* What to produce
Rewrite the stretch of the listing from the line containing "Given the photograph above, point out the blue" through the end of the listing, replacing "windshield" with "windscreen" and leaving everything else unchanged.

+ + + + +

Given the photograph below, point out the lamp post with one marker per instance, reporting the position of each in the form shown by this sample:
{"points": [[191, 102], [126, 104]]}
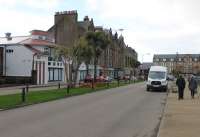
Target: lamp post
{"points": [[144, 55]]}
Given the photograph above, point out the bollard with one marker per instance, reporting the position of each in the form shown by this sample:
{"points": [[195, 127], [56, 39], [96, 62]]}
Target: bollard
{"points": [[108, 84], [92, 84], [27, 88], [118, 82], [58, 85], [23, 95], [68, 89]]}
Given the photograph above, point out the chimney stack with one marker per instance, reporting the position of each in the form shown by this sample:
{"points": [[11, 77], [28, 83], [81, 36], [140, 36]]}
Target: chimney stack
{"points": [[8, 36]]}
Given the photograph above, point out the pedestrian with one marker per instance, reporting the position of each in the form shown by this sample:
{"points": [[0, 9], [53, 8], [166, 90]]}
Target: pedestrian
{"points": [[192, 86], [180, 82]]}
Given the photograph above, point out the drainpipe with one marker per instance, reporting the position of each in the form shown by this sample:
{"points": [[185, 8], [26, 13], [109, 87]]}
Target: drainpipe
{"points": [[5, 60], [33, 61]]}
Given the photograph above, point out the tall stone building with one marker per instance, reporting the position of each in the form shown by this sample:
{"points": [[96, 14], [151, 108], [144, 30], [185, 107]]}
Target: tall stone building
{"points": [[183, 63], [67, 30]]}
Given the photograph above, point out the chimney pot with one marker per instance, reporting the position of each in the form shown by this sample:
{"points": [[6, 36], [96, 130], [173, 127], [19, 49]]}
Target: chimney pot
{"points": [[8, 36]]}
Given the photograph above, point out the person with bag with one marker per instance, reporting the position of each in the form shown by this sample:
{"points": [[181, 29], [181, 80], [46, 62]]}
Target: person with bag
{"points": [[180, 82], [192, 86]]}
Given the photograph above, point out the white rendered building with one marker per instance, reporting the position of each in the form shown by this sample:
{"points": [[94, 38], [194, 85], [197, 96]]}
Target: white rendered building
{"points": [[30, 57]]}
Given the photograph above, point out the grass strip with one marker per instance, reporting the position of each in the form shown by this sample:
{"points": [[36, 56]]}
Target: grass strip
{"points": [[15, 100]]}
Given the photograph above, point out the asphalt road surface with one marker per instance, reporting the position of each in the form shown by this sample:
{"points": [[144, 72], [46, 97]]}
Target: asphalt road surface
{"points": [[127, 111]]}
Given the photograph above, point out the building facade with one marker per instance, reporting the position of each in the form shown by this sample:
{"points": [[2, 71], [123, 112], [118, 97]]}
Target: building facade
{"points": [[30, 57], [183, 63], [114, 61]]}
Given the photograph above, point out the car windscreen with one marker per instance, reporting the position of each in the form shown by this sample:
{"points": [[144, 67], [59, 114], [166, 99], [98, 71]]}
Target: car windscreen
{"points": [[157, 75]]}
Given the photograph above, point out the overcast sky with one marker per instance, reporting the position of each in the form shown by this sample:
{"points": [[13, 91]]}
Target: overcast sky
{"points": [[150, 26]]}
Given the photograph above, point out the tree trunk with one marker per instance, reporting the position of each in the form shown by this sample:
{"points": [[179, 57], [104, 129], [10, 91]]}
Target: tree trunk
{"points": [[66, 72], [95, 69], [76, 74], [87, 69]]}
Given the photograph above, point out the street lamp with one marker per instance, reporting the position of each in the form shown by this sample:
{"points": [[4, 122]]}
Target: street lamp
{"points": [[144, 55]]}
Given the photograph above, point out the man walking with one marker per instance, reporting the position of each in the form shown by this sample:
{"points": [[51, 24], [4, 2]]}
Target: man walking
{"points": [[192, 86], [180, 82]]}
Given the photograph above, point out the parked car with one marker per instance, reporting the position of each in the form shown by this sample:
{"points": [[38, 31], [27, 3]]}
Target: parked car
{"points": [[88, 78], [170, 77]]}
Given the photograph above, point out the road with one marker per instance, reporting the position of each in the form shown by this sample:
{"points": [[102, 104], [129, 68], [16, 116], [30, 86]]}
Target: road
{"points": [[127, 111]]}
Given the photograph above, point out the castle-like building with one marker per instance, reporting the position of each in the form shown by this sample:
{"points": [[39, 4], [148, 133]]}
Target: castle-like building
{"points": [[114, 60], [183, 63]]}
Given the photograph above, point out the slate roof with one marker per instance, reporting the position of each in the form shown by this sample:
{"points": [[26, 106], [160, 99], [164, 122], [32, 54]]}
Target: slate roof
{"points": [[169, 56], [15, 40]]}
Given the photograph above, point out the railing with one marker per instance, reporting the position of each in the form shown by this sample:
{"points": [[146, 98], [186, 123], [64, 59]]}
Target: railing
{"points": [[55, 64]]}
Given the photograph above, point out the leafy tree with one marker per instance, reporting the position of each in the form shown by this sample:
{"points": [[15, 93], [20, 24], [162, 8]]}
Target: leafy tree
{"points": [[64, 53], [99, 41], [81, 53]]}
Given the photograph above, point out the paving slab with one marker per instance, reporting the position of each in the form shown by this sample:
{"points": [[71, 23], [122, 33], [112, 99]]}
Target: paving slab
{"points": [[181, 117]]}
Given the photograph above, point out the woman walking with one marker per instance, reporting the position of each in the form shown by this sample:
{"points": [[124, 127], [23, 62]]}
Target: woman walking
{"points": [[192, 86]]}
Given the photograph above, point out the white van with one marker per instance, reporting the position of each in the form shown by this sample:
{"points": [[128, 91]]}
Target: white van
{"points": [[157, 78]]}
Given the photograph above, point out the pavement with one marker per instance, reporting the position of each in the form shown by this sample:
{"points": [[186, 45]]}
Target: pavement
{"points": [[18, 89], [127, 111], [181, 117]]}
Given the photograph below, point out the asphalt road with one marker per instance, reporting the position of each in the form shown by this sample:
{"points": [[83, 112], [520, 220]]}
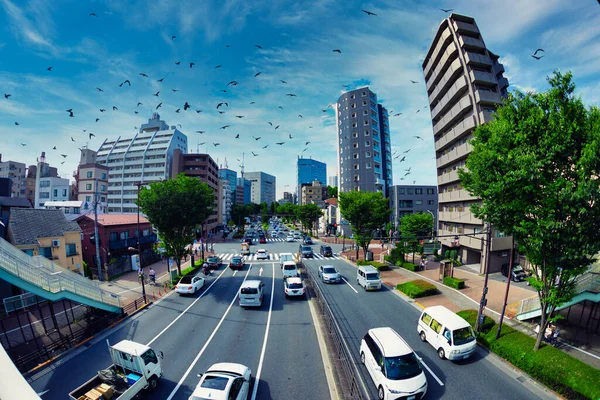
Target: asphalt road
{"points": [[357, 311], [196, 331]]}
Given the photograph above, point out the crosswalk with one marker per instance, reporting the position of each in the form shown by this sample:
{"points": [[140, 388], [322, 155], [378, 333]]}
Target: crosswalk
{"points": [[272, 257]]}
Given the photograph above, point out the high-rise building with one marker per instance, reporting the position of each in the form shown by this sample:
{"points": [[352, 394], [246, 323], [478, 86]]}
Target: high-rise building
{"points": [[263, 187], [144, 158], [465, 84], [364, 147], [308, 171]]}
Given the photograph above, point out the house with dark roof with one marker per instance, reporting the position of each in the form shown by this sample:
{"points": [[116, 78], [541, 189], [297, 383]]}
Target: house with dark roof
{"points": [[46, 233]]}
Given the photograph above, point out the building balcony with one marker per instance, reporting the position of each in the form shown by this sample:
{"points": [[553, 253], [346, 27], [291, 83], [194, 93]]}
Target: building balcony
{"points": [[461, 129], [459, 152]]}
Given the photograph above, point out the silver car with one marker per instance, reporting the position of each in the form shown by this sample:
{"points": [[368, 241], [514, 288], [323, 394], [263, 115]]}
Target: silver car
{"points": [[329, 274]]}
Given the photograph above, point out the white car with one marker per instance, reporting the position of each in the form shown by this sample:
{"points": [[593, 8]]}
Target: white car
{"points": [[261, 254], [189, 284], [223, 381], [293, 287]]}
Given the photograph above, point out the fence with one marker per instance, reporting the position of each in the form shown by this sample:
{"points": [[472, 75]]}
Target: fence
{"points": [[345, 368]]}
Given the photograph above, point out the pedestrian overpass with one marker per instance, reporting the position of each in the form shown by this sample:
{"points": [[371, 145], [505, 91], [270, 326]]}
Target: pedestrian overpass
{"points": [[44, 278]]}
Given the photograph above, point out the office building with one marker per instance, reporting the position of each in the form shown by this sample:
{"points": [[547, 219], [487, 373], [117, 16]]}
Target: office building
{"points": [[203, 167], [465, 84], [364, 147], [144, 158], [263, 187], [308, 171]]}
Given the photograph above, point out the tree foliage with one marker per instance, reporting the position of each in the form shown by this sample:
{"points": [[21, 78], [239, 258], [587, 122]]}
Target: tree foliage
{"points": [[536, 169], [365, 211], [175, 207]]}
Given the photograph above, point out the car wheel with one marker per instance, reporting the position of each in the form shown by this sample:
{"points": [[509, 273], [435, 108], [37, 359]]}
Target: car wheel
{"points": [[441, 353]]}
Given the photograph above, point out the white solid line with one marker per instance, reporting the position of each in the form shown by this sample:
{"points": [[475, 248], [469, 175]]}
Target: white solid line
{"points": [[432, 374], [348, 283], [184, 311], [262, 353], [187, 372]]}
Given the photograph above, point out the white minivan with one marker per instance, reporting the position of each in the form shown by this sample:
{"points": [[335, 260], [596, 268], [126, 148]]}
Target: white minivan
{"points": [[449, 334], [368, 277]]}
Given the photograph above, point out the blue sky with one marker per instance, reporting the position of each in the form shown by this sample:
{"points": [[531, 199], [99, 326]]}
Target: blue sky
{"points": [[297, 39]]}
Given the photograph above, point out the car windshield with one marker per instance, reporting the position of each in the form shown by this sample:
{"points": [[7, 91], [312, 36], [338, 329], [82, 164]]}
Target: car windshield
{"points": [[463, 336], [215, 382], [402, 367]]}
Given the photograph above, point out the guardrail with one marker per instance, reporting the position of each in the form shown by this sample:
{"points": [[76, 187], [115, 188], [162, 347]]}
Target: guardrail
{"points": [[345, 367]]}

+ + + + +

* Task solution
Given the photograph above, point out the blue sky with one marker per instance, reporting the position of each in the form shown by this sample:
{"points": [[531, 199], [99, 326]]}
Target: blue sky
{"points": [[297, 39]]}
Given the photograph above, point out the car windscreen with one marker per instance, reporting the position of each in the form shown by this sample:
{"points": [[7, 91], [312, 36], [338, 329], [82, 164]]}
Target: car windscreen
{"points": [[463, 336], [215, 382], [402, 367]]}
Given the photograph above, point out the guardrail with one marker per instance, reporting the position of each in the form shown by this sample:
{"points": [[76, 187], [115, 188], [162, 347]]}
Target: guardrail
{"points": [[345, 367]]}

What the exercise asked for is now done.